**Aufgaben**:
1. Welcher Komponistin schreibt Paul im Text über Paul und Paula das Werk des Pianisten zu?
2. Gib aus dem Text über Paul und Paula die Passage von „Das Aneinanderherantasten zwischen“ bis einschließlich „weiblichen Beethoven heißt.“ wortgetreu wieder.
3. Führe den Text über Paul und Paula im Anschluss an seinen letzten Satz weiter.

**Text**:
• • • • • • •
Das Aneinanderherantasten zwischen den beiden ist spannend, da Paul anfangs der Vernunftgeleitetere ist. Im Zwischenspiel eines Pianisten setzen sich Paul und Paula als Konzertbesucher selbst ins Publikum und beobachtet kurzzeitig das Bühnengeschehen. Während Paula emotional überschwänglich klatscht, lobt Paul die Schlusskadenz und ordnet das dargebotene Werk Emilie Mayer zu, die er einen weiblichen Beethoven heißt.
Die Paare harmonieren in den unterschiedlichen Besetzungen gut. Es gibt schöne Ensemble-Gesangsdarbietungen, etwa von Sillys „Wo bist du?“, bei dem Gesangspassagen von wechselnden Akteuren auch zweistimmig dargeboten werden. Ein Erlebnis ist auch ein Duett zu Gundermanns „Gras“ von den Figuren Ines und Paul, szenisch noch eindrücklicher vorgetragen als in Solbergs Liederabend Unplugged.

Beeindruckend ist auch die gelungene Personenführung der Kinderdarsteller. Die Kinder werden oft mit einbezogen und sorgen für starke Theatermomente, etwa wenn es tiefgründig um zwischenmenschliche Harmoniebedürfnisse und um menschliche Vergänglichkeit geht.

Dem Stück, das als ein Märchen der Sehnsucht nach Freiheit eines eingesperrten Volkes angesehen werden kann, wird hier die Dimension der Kinder in ihrem Bedürfnis nach Liebe und Geborgenheit hinzugefügt. Paul hält zunächst an seiner Verantwortung als Vater und Ehemann fest. Bald glaubt Paula zu erkennen, dass auch sie ihre Kinder vielleicht doch zu sehr hintenan gestellt hat.
• • • • • • •
**Material**:
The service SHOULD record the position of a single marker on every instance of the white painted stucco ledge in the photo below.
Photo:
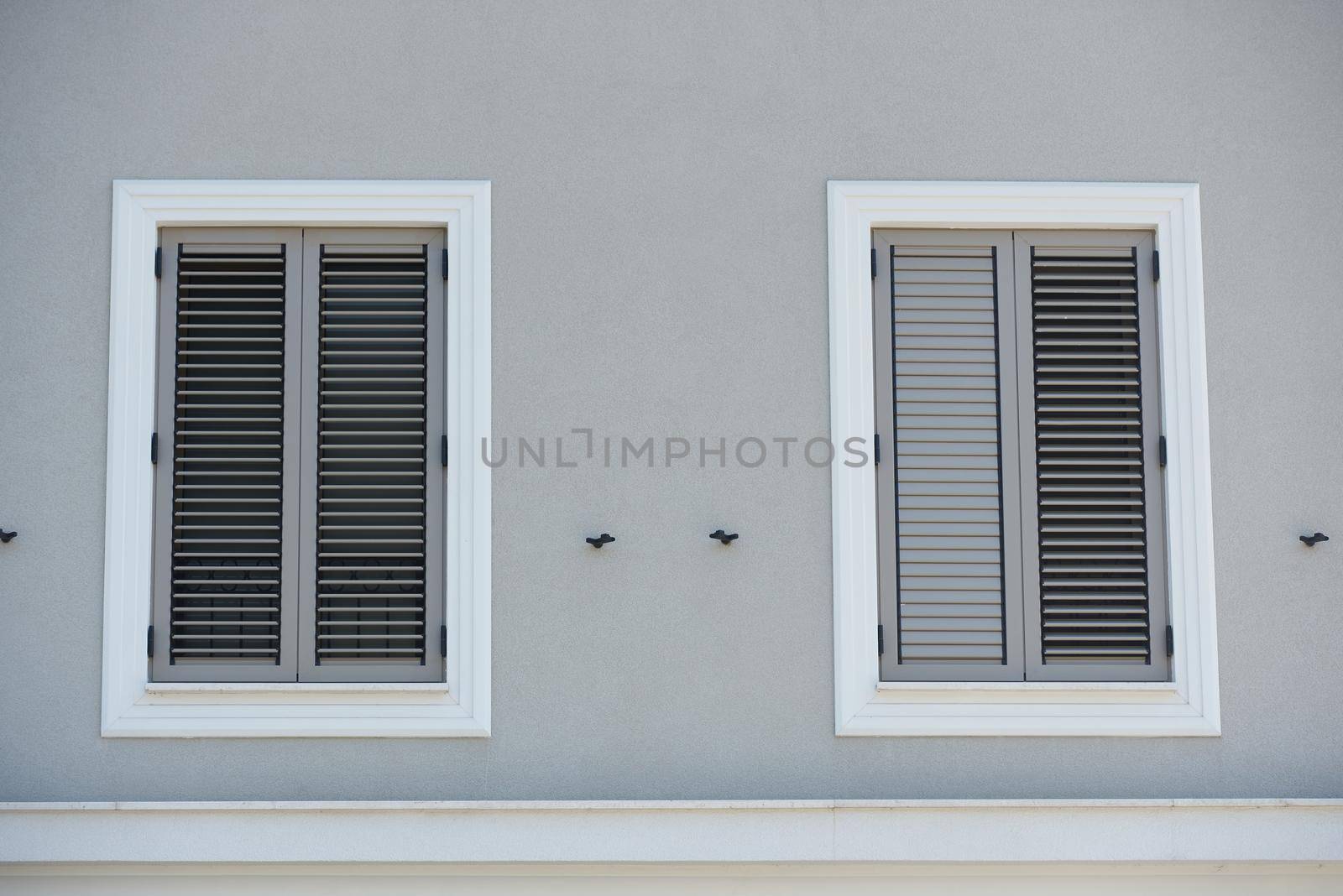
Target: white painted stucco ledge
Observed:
• • • • • • •
**Antworten je Aufgabe**:
1. Emilie Mayer

2.
Das Aneinanderherantasten zwischen den beiden ist spannend, da Paul anfangs der Vernunftgeleitetere ist. Im Zwischenspiel eines Pianisten setzen sich Paul und Paula als Konzertbesucher selbst ins Publikum und beobachtet kurzzeitig das Bühnengeschehen. Während Paula emotional überschwänglich klatscht, lobt Paul die Schlusskadenz und ordnet das dargebotene Werk Emilie Mayer zu, die er einen weiblichen Beethoven heißt.

3.
In einem sehenswerten Monolog unterhält sich Paula mit einem Teddy in ihrer Hand darüber, ob sie vernünftig sein und den gut situierten, älteren Herrn Saft heiraten oder ihrem Wunsch nach Selbstverwirklichung folgen sollte. Wenn Herr Saft Paula seinen Kfz-Betrieb zeigt, öffnet sich der Bühnenhintergrund wie zu einer Werkhalle. Größere Requisiten werden hinter der Hauptbühne von rechts nach links gefahren; die Live-Musiker lärmen und sorgen so für eine maschinell anmutende Geräuschkulisse. Erst als Paul mitbekommt, dass Paula mit Herrn Saft anbändelt, ändert er seine Einstellung und kämpft für die Liebe. Es ist ergreifend, wenn sich Paul schlaksig, verloren und sichtlich bewegt im Türrahmen Paulas fläzt und seinen Trennungsschmerz hinaussingt, mit Rio Reisers „Für immer und dich“; vorher gestand er bereits, er habe aus Verschossenheit „solide Panik“.

Motive der Vorlage wie das Segel-Setzen, das schnelle Fahren und das Werden und Vergehen von Liebe, die ganzen Ambivalenzen und das Träumerische von Gefühlen gestaltet Riebeling in Bonn eindrücklich. Eine filmhistorisch wichtige Szene, wenn Paul die Tür zu Paulas Wohnung mit einem Beil aufreißt - in heutiger DDR-Analogie zum Mauerfall symbolisch bedeutsam - wird in Bonn mit fliegenden Splittern effektvoll nachgestellt.
Einige Szenen, wie etwa der Todesfall auf dem Jahrmarkt, werden jedoch recht lange ausgespielt. Songs, wie das den Kindern vorgesungene „Käfer aufm Blatt“ von den Zöllnern wirken unpassend, da sich eine Sinnhaftigkeit für die Kinder augenscheinlich nicht erschließt, sondern sie eher zum Zertreten von Käfern anregt. Janko Kahle singt den Schlager „Verdamp lang her“ von BAP ein bisschen zu stimmschwach, was allerdings entsprechend seiner Rolle durchaus auch Charme hat.

Aus dem Original-Filmsoundtrack wird am Ende noch vom gesamten Ensemble der ostdeutsche Klassiker „Wenn ein Mensch lebt“ von den Puhdys dargeboten, fast noch ergreifender als das gefühlvolle Cover von Jasmin Tabatabai.

Insgesamt ein gelungener Theaterabend voller Melancholie und Schwermut, aber auch mit viel Kraft und Optimismus.



Paul Michael Stiehler als Paul und Julia Kathinka Philippi als Paula in Die Legende von Paul und Paula am Theater Bonn | Foto © Thilo Beu

Ansgar Skoda - 24. Februar 2024
ID 14625
DIE LEGENDE VON PAUL UND PAULA (Schauspielhaus Bad Godesberg, 23.02.2024)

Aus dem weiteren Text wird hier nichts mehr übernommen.